═══ Supplied entries

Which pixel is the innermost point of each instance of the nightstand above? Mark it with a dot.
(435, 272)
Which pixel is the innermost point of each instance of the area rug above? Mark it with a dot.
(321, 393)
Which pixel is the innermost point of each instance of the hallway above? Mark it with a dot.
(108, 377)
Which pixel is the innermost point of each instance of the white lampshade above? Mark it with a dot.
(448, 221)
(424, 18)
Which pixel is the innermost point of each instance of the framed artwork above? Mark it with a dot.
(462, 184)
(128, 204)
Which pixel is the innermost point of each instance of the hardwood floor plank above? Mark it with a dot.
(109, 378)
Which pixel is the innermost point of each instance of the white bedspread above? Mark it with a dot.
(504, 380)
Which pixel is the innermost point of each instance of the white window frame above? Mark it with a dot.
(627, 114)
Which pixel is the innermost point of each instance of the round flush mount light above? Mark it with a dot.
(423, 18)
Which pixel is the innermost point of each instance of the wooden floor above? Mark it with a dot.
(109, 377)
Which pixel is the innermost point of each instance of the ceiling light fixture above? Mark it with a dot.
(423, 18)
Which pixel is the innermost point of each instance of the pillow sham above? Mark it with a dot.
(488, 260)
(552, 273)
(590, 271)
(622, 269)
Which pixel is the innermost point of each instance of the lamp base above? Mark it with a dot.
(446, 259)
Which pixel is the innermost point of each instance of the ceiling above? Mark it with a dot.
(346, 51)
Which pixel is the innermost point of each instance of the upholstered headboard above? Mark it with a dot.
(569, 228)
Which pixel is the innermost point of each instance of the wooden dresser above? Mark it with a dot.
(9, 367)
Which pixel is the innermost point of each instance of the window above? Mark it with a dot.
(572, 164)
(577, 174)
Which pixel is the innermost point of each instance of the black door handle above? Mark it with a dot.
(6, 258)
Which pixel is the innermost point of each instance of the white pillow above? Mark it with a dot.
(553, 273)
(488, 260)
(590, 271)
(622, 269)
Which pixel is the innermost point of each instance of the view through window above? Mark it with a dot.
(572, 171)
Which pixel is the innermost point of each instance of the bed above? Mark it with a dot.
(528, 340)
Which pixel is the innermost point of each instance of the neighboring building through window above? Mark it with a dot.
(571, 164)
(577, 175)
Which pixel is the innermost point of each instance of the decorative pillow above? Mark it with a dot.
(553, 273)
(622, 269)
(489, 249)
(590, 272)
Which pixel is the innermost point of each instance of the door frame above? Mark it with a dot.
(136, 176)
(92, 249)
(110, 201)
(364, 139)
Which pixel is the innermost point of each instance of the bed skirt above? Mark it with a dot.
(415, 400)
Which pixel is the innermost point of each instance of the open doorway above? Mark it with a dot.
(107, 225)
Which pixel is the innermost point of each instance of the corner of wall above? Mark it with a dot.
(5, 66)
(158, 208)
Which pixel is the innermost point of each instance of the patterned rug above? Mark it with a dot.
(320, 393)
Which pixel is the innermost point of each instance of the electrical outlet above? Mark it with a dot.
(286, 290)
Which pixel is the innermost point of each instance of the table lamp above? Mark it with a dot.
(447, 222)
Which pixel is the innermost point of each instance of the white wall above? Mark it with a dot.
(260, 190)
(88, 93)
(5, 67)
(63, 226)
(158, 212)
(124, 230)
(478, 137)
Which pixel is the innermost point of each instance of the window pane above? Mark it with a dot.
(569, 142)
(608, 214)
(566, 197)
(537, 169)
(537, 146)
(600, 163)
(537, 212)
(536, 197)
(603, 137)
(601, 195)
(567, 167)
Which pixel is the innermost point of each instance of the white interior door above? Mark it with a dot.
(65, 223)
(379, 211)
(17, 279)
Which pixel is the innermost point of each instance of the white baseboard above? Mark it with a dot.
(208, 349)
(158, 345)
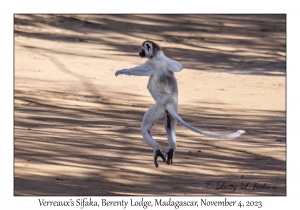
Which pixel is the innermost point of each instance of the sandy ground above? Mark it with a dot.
(77, 126)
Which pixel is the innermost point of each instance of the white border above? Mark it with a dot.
(154, 6)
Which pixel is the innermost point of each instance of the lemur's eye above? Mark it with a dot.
(148, 46)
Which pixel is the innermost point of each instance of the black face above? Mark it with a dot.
(142, 53)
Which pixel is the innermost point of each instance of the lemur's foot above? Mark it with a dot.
(160, 154)
(170, 156)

══════

Please repeat every record exactly as it stands, leaving out any pictures.

Which pixel is the innermost point of each instance of the nightstand above? Mark it with a dot.
(435, 272)
Which pixel is the innermost point of each instance of the area rug above? Mark it with a dot.
(321, 393)
Which pixel is the innermost point of each instance of the hallway above? Mark it with a dot.
(108, 377)
Which pixel is the innermost point of each instance of the white lampshade above? Mark it with a dot.
(448, 221)
(424, 18)
Which pixel is the innermost point of each instance of the framed artwork above? Mark it with a dot.
(462, 184)
(128, 204)
Which pixel is the innermost point of each instance of the hardwood floor plank above? Mark it with a dot.
(109, 378)
Which pixel is the innermost point of each instance of the white bedspread above? Mark it with a dot.
(504, 380)
Which pixel is the innermost point of each instance of the white window frame above? Mark it with a dot.
(627, 114)
Which pixel is the innermost point of each instance of the round flush mount light above? Mark it with a dot.
(423, 18)
Which pixel is the innermost point of each instance of the wooden floor above? Mark it with a dot.
(109, 377)
Which pixel is the innermost point of each instance of the ceiling light fixture above? Mark it with a dot.
(423, 18)
Which pixel is the innermost point of each instance of the pillow sham above? Mark it with a dot.
(488, 260)
(552, 273)
(590, 271)
(622, 269)
Which pixel is the innermost point of each instance of the lamp base above? Mark it with a dot.
(446, 259)
Which pixel is the innermost point of each instance of the ceiling above? Mark it with a dot.
(346, 51)
Which pixel is the innermost point of each instance of the upholstered headboard above? Mark it with a dot.
(569, 228)
Which pixel is the innermost point of each instance of the wooden dresser above? Mark it with a dot.
(9, 367)
Which pixel is the innermost point of each instance of the window above? Mark it with a dot.
(572, 164)
(577, 174)
Which pixel is the innermost point of each instance of the black door handle above? Mark it with a dot.
(6, 258)
Which pixel is the innermost point of each instance of the white pillow above? Mark it with a dot.
(553, 273)
(488, 260)
(590, 271)
(622, 269)
Which pixel is the innermost point of each instance of the view through window above? Mark it with a dot.
(572, 171)
Which pixel is the innermost point of each instance of the bed above? Mark it with a dot.
(528, 340)
Which pixel is the innermost point of each instance of the neighboring building through window above? Mark it with a dot.
(571, 164)
(577, 175)
Which pixel is the innermost point of each instance of the decorative pillow above? Mark it with a dot.
(553, 273)
(622, 269)
(489, 249)
(590, 272)
Which pixel is the innermost point of each instance of the door frame above? Mark it with a dot.
(136, 176)
(92, 249)
(110, 201)
(364, 139)
Which pixel is the innermost point of each instance of the bed skirt above? Mark it with a dot.
(415, 400)
Which pixel is the innermost point of each instance of the open doorway above? Mark it with a dot.
(107, 225)
Which pixel is the innermost point of each instance of the corner of wall above? Mark it with a dot.
(5, 66)
(158, 208)
Which pixel is the innermost point of each instance of the patterned rug above? Mark it with a dot.
(320, 393)
Which pixel is the innermost point of each instance of the electrical outlet above? Mark it with a dot.
(286, 290)
Which pixel is the innermost point of each instance of the table lamp above? Mark it with a dot.
(447, 222)
Which pixel is the innermost point of each instance of the white wall above? Mark it with a dot.
(260, 190)
(88, 93)
(5, 67)
(63, 226)
(158, 212)
(124, 230)
(478, 137)
Which pixel is the innermost point of each instance of the window pane above? Mark it with a dot.
(569, 142)
(608, 214)
(566, 197)
(537, 169)
(537, 146)
(600, 163)
(537, 212)
(536, 197)
(603, 137)
(601, 195)
(567, 167)
Which pixel is the innermost point of each instance of the white interior door above? Mark it with a dot.
(65, 223)
(379, 211)
(17, 279)
Which pixel is the innermost point of each instance of the white baseboard above? Mark it with a dot.
(208, 349)
(158, 345)
Which pixel is the innermost point of each instance of the sandy ground above? Mark it with a dot.
(77, 126)
Which pixel is the innermost point of each instance of the white border above? Mark it with a dot.
(154, 6)
Which pixel is the innermost point of each instance of the lemur's eye above? Mark it with a dot.
(148, 46)
Which pixel is the innermost point of each instance of the black face above? Mark it with a dot.
(142, 53)
Which pixel is the innermost point of each instance of the lemur's foot above? Mark it with a dot.
(160, 154)
(170, 156)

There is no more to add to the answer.